Count the lines below that contain the word "jersey", and give only that number.

┄┄┄┄┄┄┄┄┄┄

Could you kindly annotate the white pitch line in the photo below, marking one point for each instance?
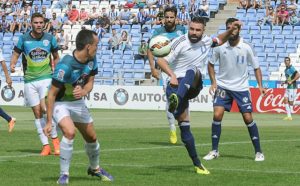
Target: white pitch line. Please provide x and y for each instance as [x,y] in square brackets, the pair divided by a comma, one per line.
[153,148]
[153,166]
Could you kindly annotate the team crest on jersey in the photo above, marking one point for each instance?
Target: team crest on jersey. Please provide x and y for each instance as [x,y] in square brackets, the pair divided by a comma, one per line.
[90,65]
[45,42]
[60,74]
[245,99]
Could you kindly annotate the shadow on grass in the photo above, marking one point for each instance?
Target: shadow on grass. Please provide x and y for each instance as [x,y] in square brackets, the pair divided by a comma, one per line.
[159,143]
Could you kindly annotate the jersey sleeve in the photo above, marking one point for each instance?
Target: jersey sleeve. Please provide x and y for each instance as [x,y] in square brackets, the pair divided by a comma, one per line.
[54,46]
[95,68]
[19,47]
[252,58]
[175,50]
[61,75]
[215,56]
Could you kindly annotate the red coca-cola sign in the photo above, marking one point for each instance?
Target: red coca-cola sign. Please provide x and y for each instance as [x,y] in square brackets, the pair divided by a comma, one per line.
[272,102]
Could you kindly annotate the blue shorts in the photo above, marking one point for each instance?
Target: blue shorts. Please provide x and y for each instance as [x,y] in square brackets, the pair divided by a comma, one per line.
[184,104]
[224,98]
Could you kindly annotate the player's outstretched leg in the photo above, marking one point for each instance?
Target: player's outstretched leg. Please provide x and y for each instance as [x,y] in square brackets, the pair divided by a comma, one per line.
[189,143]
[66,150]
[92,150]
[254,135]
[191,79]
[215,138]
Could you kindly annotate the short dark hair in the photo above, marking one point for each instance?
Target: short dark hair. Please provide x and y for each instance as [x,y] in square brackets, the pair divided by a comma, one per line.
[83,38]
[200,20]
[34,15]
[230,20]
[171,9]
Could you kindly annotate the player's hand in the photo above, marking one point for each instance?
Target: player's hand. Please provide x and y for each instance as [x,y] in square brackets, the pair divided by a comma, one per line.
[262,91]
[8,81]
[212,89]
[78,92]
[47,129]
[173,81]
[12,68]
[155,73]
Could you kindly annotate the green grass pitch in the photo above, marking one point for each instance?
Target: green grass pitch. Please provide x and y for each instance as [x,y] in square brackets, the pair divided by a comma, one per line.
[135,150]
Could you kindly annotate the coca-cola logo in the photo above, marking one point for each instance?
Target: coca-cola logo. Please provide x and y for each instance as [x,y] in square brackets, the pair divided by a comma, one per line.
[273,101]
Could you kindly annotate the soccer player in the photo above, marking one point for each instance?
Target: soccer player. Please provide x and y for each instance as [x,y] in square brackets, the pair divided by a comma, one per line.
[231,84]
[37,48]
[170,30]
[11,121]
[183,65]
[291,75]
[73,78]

┄┄┄┄┄┄┄┄┄┄

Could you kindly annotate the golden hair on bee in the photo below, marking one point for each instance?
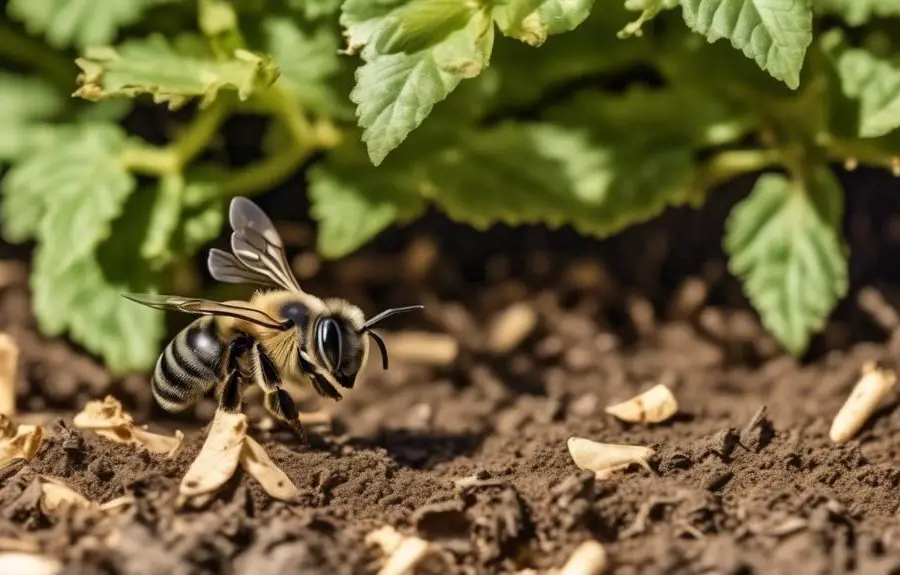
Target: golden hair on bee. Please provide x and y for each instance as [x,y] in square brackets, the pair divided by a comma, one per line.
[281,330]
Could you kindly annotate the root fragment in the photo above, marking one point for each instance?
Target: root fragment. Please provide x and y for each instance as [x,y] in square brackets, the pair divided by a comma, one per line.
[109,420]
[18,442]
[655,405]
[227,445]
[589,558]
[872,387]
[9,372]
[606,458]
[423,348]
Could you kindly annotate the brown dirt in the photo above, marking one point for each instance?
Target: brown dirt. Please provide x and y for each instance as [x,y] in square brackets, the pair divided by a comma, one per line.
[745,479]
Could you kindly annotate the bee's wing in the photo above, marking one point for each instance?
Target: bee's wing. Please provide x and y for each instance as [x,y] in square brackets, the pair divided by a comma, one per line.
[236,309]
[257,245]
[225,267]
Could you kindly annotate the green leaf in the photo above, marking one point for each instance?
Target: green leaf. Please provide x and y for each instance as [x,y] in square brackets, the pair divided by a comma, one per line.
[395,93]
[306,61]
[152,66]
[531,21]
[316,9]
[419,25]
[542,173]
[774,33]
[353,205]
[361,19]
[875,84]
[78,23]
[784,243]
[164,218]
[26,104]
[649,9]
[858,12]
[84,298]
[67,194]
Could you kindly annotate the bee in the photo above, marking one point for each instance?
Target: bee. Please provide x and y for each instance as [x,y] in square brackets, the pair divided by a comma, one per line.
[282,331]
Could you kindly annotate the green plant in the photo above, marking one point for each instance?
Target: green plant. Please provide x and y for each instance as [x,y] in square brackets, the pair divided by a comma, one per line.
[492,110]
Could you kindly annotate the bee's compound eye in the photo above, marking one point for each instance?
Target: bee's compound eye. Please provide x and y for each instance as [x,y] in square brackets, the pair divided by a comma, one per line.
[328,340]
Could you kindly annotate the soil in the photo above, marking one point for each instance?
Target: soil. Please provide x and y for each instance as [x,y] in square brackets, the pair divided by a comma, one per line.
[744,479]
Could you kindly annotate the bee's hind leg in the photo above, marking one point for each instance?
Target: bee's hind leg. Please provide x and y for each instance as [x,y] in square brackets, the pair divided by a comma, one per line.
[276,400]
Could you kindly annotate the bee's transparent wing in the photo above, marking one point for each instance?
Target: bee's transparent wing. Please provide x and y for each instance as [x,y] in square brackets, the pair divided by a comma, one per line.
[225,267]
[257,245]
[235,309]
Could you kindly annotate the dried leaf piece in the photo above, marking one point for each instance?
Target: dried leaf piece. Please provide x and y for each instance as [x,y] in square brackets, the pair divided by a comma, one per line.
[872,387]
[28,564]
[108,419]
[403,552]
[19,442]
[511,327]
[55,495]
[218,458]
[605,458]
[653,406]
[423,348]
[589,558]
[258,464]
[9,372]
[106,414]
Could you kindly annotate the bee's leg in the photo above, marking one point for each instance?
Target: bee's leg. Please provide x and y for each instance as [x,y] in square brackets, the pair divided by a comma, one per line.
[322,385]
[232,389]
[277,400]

┄┄┄┄┄┄┄┄┄┄

# [Written solution]
4